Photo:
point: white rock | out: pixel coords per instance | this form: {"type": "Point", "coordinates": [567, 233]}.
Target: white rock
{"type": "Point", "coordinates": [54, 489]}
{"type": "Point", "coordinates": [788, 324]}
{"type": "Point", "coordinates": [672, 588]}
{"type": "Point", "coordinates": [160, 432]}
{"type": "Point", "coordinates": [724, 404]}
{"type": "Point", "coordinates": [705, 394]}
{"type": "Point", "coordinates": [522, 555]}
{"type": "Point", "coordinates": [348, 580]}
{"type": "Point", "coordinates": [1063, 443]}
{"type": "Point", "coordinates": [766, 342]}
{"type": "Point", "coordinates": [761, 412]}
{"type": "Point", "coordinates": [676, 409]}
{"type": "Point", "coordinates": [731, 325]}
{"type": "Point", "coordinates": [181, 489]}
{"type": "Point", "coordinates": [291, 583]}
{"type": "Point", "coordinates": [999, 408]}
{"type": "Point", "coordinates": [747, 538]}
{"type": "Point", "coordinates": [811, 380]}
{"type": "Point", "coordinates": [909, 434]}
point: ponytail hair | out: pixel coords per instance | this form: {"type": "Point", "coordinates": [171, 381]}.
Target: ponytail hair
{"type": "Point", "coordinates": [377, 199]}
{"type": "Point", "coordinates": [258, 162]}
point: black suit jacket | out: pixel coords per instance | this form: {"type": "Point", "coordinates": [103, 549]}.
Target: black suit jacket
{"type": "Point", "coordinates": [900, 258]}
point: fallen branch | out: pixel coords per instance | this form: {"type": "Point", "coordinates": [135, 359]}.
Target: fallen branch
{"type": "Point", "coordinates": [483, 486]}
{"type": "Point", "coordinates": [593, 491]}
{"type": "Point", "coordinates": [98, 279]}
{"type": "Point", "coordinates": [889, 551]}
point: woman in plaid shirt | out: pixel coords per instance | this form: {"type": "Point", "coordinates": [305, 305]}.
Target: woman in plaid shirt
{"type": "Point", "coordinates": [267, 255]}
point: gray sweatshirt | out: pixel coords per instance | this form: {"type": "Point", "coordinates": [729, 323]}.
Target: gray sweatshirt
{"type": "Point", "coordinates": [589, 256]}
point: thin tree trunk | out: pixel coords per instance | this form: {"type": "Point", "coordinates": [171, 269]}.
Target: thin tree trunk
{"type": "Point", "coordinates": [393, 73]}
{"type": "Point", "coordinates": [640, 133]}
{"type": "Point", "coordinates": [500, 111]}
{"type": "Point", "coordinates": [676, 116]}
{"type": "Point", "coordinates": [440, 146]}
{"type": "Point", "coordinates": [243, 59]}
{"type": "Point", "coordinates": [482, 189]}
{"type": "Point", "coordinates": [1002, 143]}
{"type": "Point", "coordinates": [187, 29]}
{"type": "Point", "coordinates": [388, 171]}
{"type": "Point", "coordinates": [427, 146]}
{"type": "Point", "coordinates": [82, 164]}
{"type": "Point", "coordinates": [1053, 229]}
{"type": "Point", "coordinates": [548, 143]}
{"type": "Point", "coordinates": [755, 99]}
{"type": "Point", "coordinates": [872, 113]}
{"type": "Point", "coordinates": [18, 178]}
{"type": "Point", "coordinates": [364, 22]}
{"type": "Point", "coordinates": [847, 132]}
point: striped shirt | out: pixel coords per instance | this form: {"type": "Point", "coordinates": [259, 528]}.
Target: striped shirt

> _Problem details_
Reproduce verbatim the stretch of the listing from the line containing "point: striped shirt" through the final line of the listing, with both ends included.

> _Result below_
point: striped shirt | out: pixel coords per instance | this form: {"type": "Point", "coordinates": [259, 528]}.
Target: striped shirt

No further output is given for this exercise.